■ Instructions for the task ■
Select every line below containing the word "that".

■ Records provided ■
━━━━━━━━━━━━━━━━
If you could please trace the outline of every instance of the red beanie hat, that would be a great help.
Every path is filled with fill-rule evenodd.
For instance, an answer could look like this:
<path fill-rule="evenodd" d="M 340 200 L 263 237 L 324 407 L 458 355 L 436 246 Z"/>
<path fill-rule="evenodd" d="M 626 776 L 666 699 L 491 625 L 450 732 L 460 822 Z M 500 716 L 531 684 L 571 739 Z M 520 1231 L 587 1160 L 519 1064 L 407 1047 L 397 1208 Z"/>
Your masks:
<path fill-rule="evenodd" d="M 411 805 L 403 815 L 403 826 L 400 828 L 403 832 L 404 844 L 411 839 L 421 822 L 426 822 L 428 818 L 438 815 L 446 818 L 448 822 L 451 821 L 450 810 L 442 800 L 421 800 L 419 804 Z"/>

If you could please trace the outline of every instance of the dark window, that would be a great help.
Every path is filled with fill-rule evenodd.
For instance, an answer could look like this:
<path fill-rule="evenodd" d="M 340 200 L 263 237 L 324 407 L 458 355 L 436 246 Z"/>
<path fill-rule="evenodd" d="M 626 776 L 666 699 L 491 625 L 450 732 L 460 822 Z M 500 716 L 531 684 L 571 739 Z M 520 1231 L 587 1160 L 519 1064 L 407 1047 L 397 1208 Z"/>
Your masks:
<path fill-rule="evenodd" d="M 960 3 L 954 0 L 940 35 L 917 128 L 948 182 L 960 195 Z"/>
━━━━━━━━━━━━━━━━
■ The answer ■
If you could please trace the outline of every instance of the red beanie hat, that would be a great help.
If you could please trace the outline of every instance of the dark window, that would be a great help.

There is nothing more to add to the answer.